* Text provided:
+++

7.15.2009

10 Dietary Reasons For Poor Nutrition By Kevin Hinton

We understand that there is very rarely, if ever, only one predisposing cause in regards to symptoms of ill health - it is usually, and in most cases, a combination of all eight essential factors, viz: Foods, Air, Water, Sunlight, Exercise, Rest, Mental Poise, Spinal Integrity.

However, if there were one disease-producing factor that is more predominant than any other - it would be "improperly constituted food."

The following snippets will address 10 factors in our Western diet that contribute toward 'disease symptoms.'

1. Foods of poor quality - grown on impoverished soil and fed chemicals to stimulate growth - their life-force is stunted.

2. Foods heated beyond their critical temperature - each food likes to be eaten at a specific temperature - only then does it open its vault and reveal its sweetness and fragrance.

3. Frozen foods - snap frozen nutrition - at what point of nutrition were they frozen.

4. Irradiated foods - put in the same category with frozen - dead food.

5. Non foods - almost anything wrapped, bagged, boxed, canned or otherwise kept together by something other than a living skin.

6. Those articles that are sold by their emotional appeal - containing additives, preservatives, colorings, emulsifiers, etc. - concoctions of R&D people in laboratories trying to make products that resemble food properties - they are but a poor imitation of nature's bountiful fruits.

7. Excess amounts of foods beyond the true needs of the body - need we say more? The average person has almost no idea of the quantity of foods needed to maintain a condition of health.

8. Foods eaten out of cycle with the body's rhythms - 24 hour digestion is not natural.

9. Foods picked before ripeness and shipped to destinations out of the natural growth cycle - and arriving with almost no sweetness (read as no sugars) and therefore having little value in supplying the vital elements necessary for the growth of tissue and supply of nerve force.

10. The eating of foods that are not the most efficient source of energy transmutation for that particular species - as in the human species eating flesh foods.

Please remember that playground joke from your childhood:
Q: How does one eat an elephant?
A: A bite at a time.
Life is like that - sometimes doing a little bit a time is the best way to get to where you are going. All the best in taking a little bite at a time as you improve your dietary requirements.

+++

* The data:
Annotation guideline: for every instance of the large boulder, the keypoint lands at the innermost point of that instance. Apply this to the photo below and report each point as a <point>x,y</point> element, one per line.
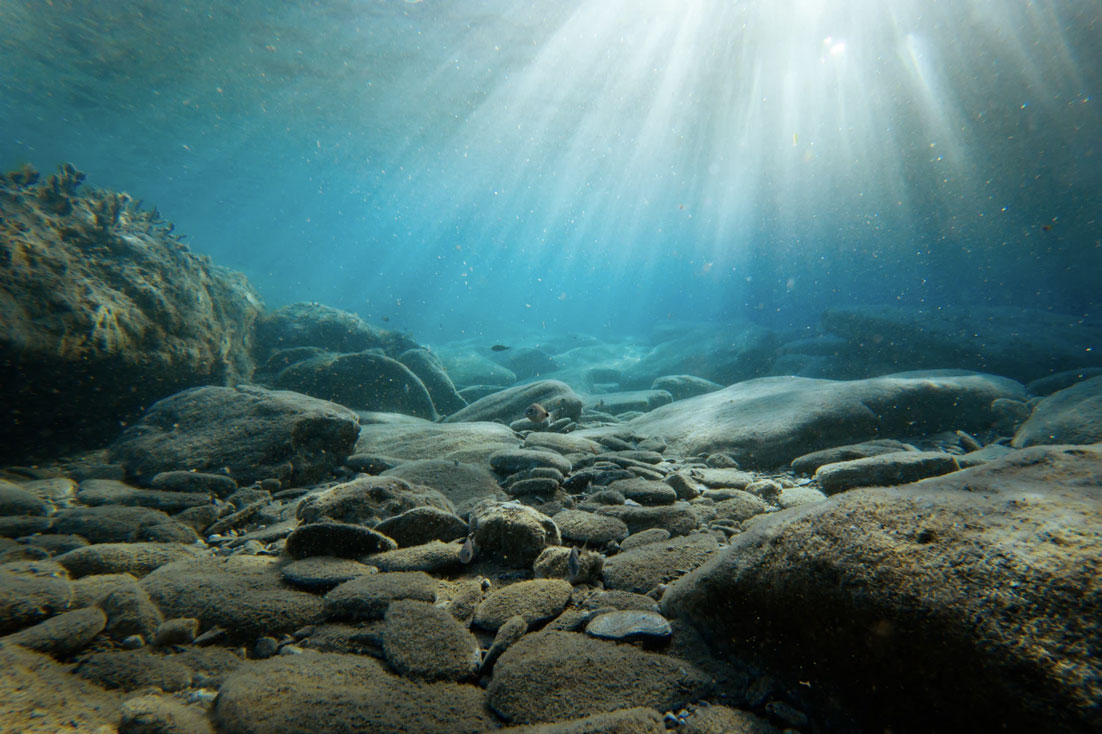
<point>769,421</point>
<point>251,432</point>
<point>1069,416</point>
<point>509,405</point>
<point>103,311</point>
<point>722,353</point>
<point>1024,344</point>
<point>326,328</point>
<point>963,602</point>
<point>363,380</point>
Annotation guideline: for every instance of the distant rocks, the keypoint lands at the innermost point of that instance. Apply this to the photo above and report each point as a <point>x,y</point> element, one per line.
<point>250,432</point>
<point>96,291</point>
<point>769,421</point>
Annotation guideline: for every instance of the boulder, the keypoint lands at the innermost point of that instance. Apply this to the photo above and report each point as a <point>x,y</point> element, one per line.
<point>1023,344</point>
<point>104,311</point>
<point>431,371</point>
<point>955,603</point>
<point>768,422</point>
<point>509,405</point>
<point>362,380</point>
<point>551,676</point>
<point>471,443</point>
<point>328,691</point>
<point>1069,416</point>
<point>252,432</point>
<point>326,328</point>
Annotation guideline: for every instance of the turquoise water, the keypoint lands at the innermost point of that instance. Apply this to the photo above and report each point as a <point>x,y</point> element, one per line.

+++

* Your goal:
Copy out the full article on dietary reasons for poor nutrition, word for word, from its date line to its final sentence.

* Response to this exercise:
7.15.2009

10 Dietary Reasons For Poor Nutrition By Kevin Hinton

We understand that there is very rarely, if ever, only one predisposing cause in regards to symptoms of ill health - it is usually, and in most cases, a combination of all eight essential factors, viz: Foods, Air, Water, Sunlight, Exercise, Rest, Mental Poise, Spinal Integrity.

However, if there were one disease-producing factor that is more predominant than any other - it would be "improperly constituted food."

The following snippets will address 10 factors in our Western diet that contribute toward 'disease symptoms.'

1. Foods of poor quality - grown on impoverished soil and fed chemicals to stimulate growth - their life-force is stunted.

2. Foods heated beyond their critical temperature - each food likes to be eaten at a specific temperature - only then does it open its vault and reveal its sweetness and fragrance.

3. Frozen foods - snap frozen nutrition - at what point of nutrition were they frozen.

4. Irradiated foods - put in the same category with frozen - dead food.

5. Non foods - almost anything wrapped, bagged, boxed, canned or otherwise kept together by something other than a living skin.

6. Those articles that are sold by their emotional appeal - containing additives, preservatives, colorings, emulsifiers, etc. - concoctions of R&D people in laboratories trying to make products that resemble food properties - they are but a poor imitation of nature's bountiful fruits.

7. Excess amounts of foods beyond the true needs of the body - need we say more? The average person has almost no idea of the quantity of foods needed to maintain a condition of health.

8. Foods eaten out of cycle with the body's rhythms - 24 hour digestion is not natural.

9. Foods picked before ripeness and shipped to destinations out of the natural growth cycle - and arriving with almost no sweetness (read as no sugars) and therefore having little value in supplying the vital elements necessary for the growth of tissue and supply of nerve force.

10. The eating of foods that are not the most efficient source of energy transmutation for that particular species - as in the human species eating flesh foods.

Please remember that playground joke from your childhood:
Q: How does one eat an elephant?
A: A bite at a time.
Life is like that - sometimes doing a little bit a time is the best way to get to where you are going. All the best in taking a little bite at a time as you improve your dietary requirements.